== DATA RECORDS ==
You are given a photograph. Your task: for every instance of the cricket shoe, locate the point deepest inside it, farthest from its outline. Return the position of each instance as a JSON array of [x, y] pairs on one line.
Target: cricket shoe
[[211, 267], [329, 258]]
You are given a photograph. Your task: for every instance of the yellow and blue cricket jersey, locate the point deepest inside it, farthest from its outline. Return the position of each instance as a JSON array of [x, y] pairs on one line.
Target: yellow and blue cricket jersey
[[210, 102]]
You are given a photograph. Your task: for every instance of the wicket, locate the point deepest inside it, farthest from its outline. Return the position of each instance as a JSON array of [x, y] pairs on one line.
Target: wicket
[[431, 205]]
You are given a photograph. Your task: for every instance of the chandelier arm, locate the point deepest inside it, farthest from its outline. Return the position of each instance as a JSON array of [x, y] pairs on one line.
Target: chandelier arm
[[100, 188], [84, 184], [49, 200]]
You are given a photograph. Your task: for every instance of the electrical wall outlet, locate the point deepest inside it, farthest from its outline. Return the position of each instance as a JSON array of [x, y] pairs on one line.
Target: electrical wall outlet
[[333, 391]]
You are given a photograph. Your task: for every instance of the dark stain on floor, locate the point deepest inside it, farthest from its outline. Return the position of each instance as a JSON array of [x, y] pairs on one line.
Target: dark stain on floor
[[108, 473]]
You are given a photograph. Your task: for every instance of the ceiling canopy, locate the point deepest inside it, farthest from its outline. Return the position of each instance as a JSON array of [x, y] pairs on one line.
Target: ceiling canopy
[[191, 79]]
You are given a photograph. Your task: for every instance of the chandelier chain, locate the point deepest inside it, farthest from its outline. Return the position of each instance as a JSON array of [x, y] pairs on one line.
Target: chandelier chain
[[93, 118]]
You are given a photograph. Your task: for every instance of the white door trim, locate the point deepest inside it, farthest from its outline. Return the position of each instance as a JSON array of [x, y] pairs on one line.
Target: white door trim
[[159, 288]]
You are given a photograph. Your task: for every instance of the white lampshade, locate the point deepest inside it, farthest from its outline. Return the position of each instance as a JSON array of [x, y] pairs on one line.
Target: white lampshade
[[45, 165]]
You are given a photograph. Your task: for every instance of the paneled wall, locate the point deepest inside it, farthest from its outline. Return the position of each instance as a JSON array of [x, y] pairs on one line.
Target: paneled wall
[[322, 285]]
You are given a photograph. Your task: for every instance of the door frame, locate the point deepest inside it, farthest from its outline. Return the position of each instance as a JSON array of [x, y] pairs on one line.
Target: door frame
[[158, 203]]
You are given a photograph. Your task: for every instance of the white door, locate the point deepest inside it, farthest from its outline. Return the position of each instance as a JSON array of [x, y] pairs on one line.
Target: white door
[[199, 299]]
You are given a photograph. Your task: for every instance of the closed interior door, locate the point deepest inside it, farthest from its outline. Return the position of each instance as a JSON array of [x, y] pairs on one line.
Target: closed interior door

== REQUIRED ACTION ==
Please reproduce all of the records exactly as they stand.

== SOLVED PROBLEM ==
You are given a photograph. Your task: for every instance of the cricket shoe, locate the point deepest inside it, farthest from its outline. Return the position of each instance as a JSON array of [x, y] pairs on one line.
Target: cricket shoe
[[211, 267], [329, 258]]
You are given a photograph. Your task: for every instance of the yellow and blue cricket jersey, locate the point deepest inside it, farthest from its outline. Return the position of each instance as a JSON array of [x, y] pairs on one line.
Target: yellow and blue cricket jersey
[[210, 102]]
You are given a photograph. Your task: for every instance of the wicket, locate the point deepest inside it, farthest from its outline. Return the position of each instance as a JSON array of [x, y] pairs on one line.
Target: wicket
[[431, 205]]
You are given a photograph. Your task: for every instance of the chandelier arm, locate the point deepest inside it, farthest from its outline. Return the position of each instance as a JSON array of [x, y] pairs on one line.
Target: chandelier arm
[[100, 188], [84, 184], [49, 200]]
You are given a photograph. Your task: for every instance of the electrical wall outlet, locate the point deepest inside it, farthest from its outline. Return the position of each instance as a JSON array of [x, y] pairs on one line.
Target: electrical wall outlet
[[333, 391]]
You are given a photograph. Your task: for every instance of the dark stain on floor, locate the point deepest inside it, farthest from its outline. Return the position of each instance as a JSON array of [x, y] pairs on one line.
Target: dark stain on floor
[[108, 473]]
You are given a photograph. Your task: for every instance of the ceiling canopy, locate the point deepest inside it, farthest from its outline. Return the position of each instance as a JSON array of [x, y] pairs on one line.
Target: ceiling canopy
[[191, 79]]
You are given a photograph. Your task: for every instance of the chandelier chain, locate the point deepest inside it, farthest from its outline. Return the position of each instance as a JSON array of [x, y] pairs on one line.
Target: chandelier chain
[[93, 118]]
You are given a photograph. Your task: for every instance of the white door trim, locate the point deepest inside it, farthest from its outline. Return the position of each instance as a JSON array of [x, y] pairs on one line.
Target: white door trim
[[159, 288]]
You are given a photograph. Your task: for every instance of the white lampshade, locate the point deepest inside it, farthest from its outline. Return the position of each instance as a JSON array of [x, y] pairs on one line.
Target: white lampshade
[[45, 165]]
You are given a photograph. Your task: for every instance of the paneled wall, locate the point deepest inside it, farthest from its outline. Return the position of each instance as a JSON array of [x, y] pairs on one line.
Target: paneled wall
[[322, 285]]
You are given a photograph. Your task: for every instance of the door frame, locate the point deepest inside it, farthest from its outline. Return the position of each instance as a JSON array of [x, y] pairs on one line.
Target: door frame
[[158, 203]]
You are given a photograph. Your task: for every instance of the white door, locate the point deepest inside it, farthest from its outline. Return the position of each instance as a JSON array of [x, y] pairs on one line.
Target: white door
[[199, 299]]
You are given a photograph. Your task: for every instance of the closed interior door, locate the point deepest inside it, farthest from its outline. Return the position of each instance as a JSON array of [x, y] pairs on one line.
Target: closed interior door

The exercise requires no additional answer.